--- START ---

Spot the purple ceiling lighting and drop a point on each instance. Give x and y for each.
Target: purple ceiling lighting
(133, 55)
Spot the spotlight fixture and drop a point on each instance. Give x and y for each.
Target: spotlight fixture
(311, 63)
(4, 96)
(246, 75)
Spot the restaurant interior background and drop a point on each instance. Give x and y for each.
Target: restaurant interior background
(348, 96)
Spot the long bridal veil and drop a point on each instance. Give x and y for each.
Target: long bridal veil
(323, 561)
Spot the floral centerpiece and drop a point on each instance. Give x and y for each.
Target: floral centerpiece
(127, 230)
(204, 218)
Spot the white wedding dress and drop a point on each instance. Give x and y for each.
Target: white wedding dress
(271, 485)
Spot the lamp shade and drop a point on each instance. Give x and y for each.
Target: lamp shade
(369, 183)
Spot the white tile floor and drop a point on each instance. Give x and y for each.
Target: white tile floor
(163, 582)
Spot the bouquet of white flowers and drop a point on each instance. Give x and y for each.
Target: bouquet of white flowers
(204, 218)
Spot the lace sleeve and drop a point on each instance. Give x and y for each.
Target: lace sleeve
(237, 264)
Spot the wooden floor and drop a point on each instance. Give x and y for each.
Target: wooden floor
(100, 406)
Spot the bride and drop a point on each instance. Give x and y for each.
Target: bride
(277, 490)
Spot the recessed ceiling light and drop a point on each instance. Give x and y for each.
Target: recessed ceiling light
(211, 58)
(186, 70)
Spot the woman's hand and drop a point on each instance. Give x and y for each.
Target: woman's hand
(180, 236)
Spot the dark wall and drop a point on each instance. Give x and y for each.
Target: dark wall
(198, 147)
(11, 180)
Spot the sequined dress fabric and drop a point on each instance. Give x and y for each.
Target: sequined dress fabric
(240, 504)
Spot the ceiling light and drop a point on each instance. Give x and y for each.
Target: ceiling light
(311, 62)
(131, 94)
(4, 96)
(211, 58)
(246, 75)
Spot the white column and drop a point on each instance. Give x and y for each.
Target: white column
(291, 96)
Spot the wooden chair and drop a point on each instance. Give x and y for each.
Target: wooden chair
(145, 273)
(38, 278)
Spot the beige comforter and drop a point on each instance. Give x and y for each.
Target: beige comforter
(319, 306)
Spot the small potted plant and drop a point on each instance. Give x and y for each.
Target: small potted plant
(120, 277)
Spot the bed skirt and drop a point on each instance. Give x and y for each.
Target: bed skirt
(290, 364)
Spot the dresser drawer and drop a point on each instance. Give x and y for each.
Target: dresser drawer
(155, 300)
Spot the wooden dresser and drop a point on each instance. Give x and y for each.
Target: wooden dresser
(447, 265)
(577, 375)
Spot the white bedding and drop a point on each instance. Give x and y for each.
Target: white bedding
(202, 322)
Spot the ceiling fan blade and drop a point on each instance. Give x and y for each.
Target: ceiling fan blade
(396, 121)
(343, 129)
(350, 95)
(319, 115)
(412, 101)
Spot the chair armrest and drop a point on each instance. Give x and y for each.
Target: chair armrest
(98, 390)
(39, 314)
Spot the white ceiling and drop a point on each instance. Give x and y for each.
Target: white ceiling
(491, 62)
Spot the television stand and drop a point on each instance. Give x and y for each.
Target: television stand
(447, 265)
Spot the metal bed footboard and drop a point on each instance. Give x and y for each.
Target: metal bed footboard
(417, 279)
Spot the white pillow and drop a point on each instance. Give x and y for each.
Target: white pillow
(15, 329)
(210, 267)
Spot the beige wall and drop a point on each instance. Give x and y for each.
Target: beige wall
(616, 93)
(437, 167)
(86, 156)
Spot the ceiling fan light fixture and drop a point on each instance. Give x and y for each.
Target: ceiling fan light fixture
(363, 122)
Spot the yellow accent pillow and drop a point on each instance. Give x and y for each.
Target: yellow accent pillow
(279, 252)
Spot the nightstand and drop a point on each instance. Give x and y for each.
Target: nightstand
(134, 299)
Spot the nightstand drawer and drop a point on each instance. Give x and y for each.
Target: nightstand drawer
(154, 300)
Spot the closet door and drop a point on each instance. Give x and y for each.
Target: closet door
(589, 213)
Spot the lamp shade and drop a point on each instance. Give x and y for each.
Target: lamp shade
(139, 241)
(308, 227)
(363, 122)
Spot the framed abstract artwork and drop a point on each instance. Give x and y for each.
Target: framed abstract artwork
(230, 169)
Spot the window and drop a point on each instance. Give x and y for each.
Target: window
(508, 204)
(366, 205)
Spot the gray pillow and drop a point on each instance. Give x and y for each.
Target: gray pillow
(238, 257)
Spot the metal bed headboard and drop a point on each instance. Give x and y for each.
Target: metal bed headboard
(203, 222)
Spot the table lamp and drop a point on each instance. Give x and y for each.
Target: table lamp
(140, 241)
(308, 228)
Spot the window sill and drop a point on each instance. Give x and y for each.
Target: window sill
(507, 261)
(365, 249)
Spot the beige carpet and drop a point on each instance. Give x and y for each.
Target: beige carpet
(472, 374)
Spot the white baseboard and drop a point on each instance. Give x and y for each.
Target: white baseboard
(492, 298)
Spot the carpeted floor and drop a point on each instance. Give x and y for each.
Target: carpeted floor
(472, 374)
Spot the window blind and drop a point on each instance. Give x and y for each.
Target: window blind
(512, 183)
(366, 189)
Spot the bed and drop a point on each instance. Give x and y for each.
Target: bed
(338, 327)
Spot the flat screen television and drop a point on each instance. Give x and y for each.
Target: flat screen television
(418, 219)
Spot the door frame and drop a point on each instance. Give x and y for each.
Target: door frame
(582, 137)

--- END ---

[Task to complete]:
Each line of the records above, from the first through the one containing "Spot the white column", is to be retyped exactly; no other line belongs.

[Solved exercise]:
Spot the purple ceiling lighting and drop a point on each instance. Give x and y for each.
Target: purple ceiling lighting
(133, 55)
Spot the spotlight fixture and drop a point on each instance. Give x and y for each.
Target: spotlight fixture
(311, 63)
(4, 96)
(246, 75)
Spot the restaurant interior background and drop a point on each instance. Give x and y for each.
Target: restaurant interior background
(348, 96)
Spot the long bridal veil and drop a point on each instance. Give x and y for each.
Target: long bridal veil
(323, 561)
Spot the floral centerpiece and drop a point on each instance. Give x and y for each.
Target: floral centerpiece
(127, 230)
(204, 218)
Spot the white wedding dress and drop a point on each instance. Give x and y for each.
Target: white wedding dress
(271, 485)
Spot the lamp shade and drop a point on each instance. Give x and y for each.
Target: lamp shade
(369, 183)
Spot the white tile floor and drop a point on each instance. Give x and y for each.
Target: white tile floor
(163, 582)
Spot the bouquet of white flowers and drop a point on each instance. Give x and y for each.
Target: bouquet of white flowers
(204, 218)
Spot the lace sleeve and drop a point on each instance. Give x and y for each.
Target: lace sleeve
(237, 264)
Spot the wooden floor and drop a point on each instance. Give x and y for each.
Target: wooden floor
(100, 406)
Spot the bride and drop a point on each instance. Give x and y for each.
Target: bride
(277, 490)
Spot the recessed ceiling light and drop a point on each instance. Give x and y for each.
Target: recessed ceiling light
(211, 58)
(186, 70)
Spot the woman's hand and drop a point on each instance. Give x and y for each.
Target: woman's hand
(180, 236)
Spot the dark wall and drop a point on each instance. Give x and y for each.
Target: dark wall
(198, 147)
(11, 180)
Spot the sequined dress fabric and drop a point on each instance. Give x and y for each.
Target: sequined dress fabric
(240, 504)
Spot the ceiling light and drop a point on each instance. Give x and y for each.
Target: ceiling light
(311, 62)
(131, 94)
(4, 96)
(211, 58)
(246, 75)
Spot the white column and drop a point on each instance. Give x and y for each.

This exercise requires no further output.